::: PASSAGE

Tax Return Filing Deadline Extended; Tax Credits Made Available for Small and Midsize Employers

Tax Return Due Date Extended to July 15; Tax Payments Deferred

On Friday, March 20, 2020 the United States Treasury extended the April 15, 2020 tax-filing deadline to July 15, 2020.  Treasury Secretary Steven Mnuchin communicated this extension via Twitter stating, “All taxpayers and businesses will have this additional time to file and make payments without interest or penalties.”

The automatic extension applies to all individual and business federal income tax filings that would otherwise be due on April 15.

In IR 2020-18, the IRS also confirmed that taxpayer can defer federal income tax payments (including 1st quarter estimated taxes) that were otherwise due on April 15, 2020, to July 15, 2020, without incurring penalties and interest (regardless of the amount owed).  IR 2020-18 explains that this deferment applies to all taxpayers, including individuals, trusts and estates, corporations and other non-corporate tax filers as well as those who pay self-employment tax.

Importantly, taxpayers do not need to file any additional forms for this automatic federal tax filing and payment relief.

The deferral does not apply to payroll taxes, estate taxes or excise taxes, nor does it apply to estimated taxes due on June 15, 2020.

Tax Credits

On March 18, 2020, President Trump signed into law the Families First Coronavirus Response Act (the “Act”) which provides relief to employees and small and midsize businesses due to the COVID-19 outbreak.

::::::
::: DATA RECORDS

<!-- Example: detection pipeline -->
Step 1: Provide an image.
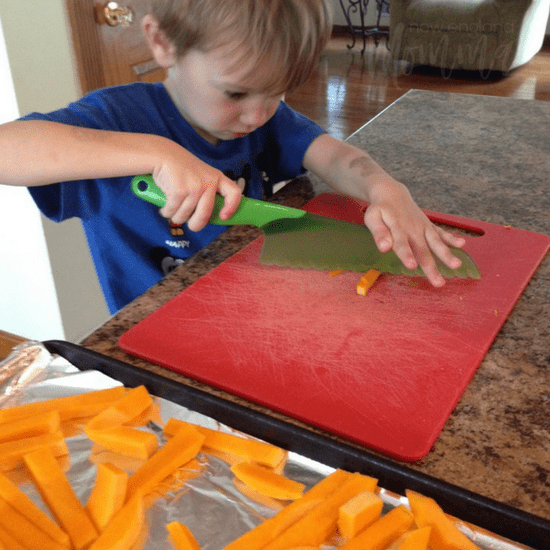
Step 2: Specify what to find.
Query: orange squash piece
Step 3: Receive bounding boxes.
[84,386,153,439]
[0,529,29,550]
[0,411,61,443]
[224,470,351,550]
[89,496,145,550]
[262,474,378,550]
[231,462,305,500]
[126,425,204,499]
[88,426,158,459]
[338,491,384,540]
[166,521,201,550]
[340,506,414,550]
[357,269,380,296]
[405,490,479,550]
[0,431,69,471]
[86,464,128,532]
[0,498,68,550]
[395,527,432,550]
[164,418,287,468]
[0,474,71,548]
[24,449,98,550]
[0,386,126,424]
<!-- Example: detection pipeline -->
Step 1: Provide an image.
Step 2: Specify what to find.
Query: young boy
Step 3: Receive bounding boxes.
[0,0,463,313]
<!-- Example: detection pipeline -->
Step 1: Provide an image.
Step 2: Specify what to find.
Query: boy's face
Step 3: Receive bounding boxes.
[165,48,283,144]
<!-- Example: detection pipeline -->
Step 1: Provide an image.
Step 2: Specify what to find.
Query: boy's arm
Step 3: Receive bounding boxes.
[304,134,464,286]
[0,120,241,231]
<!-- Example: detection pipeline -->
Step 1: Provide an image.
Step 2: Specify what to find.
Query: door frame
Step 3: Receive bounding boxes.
[65,0,105,94]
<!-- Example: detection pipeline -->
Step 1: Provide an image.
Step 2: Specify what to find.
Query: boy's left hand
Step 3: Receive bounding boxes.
[304,134,465,287]
[365,177,465,287]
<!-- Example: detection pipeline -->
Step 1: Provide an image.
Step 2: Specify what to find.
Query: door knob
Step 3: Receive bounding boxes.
[103,2,134,27]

::::::

REQUIREMENT 1.
Answer these questions about the tax deadline passage:
(a) To what date was the April 15, 2020 tax-filing deadline extended?
(b) Which taxes does the deferral not apply to?
(c) On what date did President Trump sign the Families First Coronavirus Response Act into law?
REQUIREMENT 2. Can you echo the tax deadline passage word for word, starting at "Tax Return Due" and ending at "on April 15."?

EXERCISE SOLUTION 1.
(a) July 15, 2020.
(b) Payroll taxes, estate taxes and excise taxes, as well as estimated taxes due on June 15, 2020.
(c) March 18, 2020.

EXERCISE SOLUTION 2.
Tax Return Due Date Extended to July 15; Tax Payments Deferred

On Friday, March 20, 2020 the United States Treasury extended the April 15, 2020 tax-filing deadline to July 15, 2020.  Treasury Secretary Steven Mnuchin communicated this extension via Twitter stating, “All taxpayers and businesses will have this additional time to file and make payments without interest or penalties.”

The automatic extension applies to all individual and business federal income tax filings that would otherwise be due on April 15.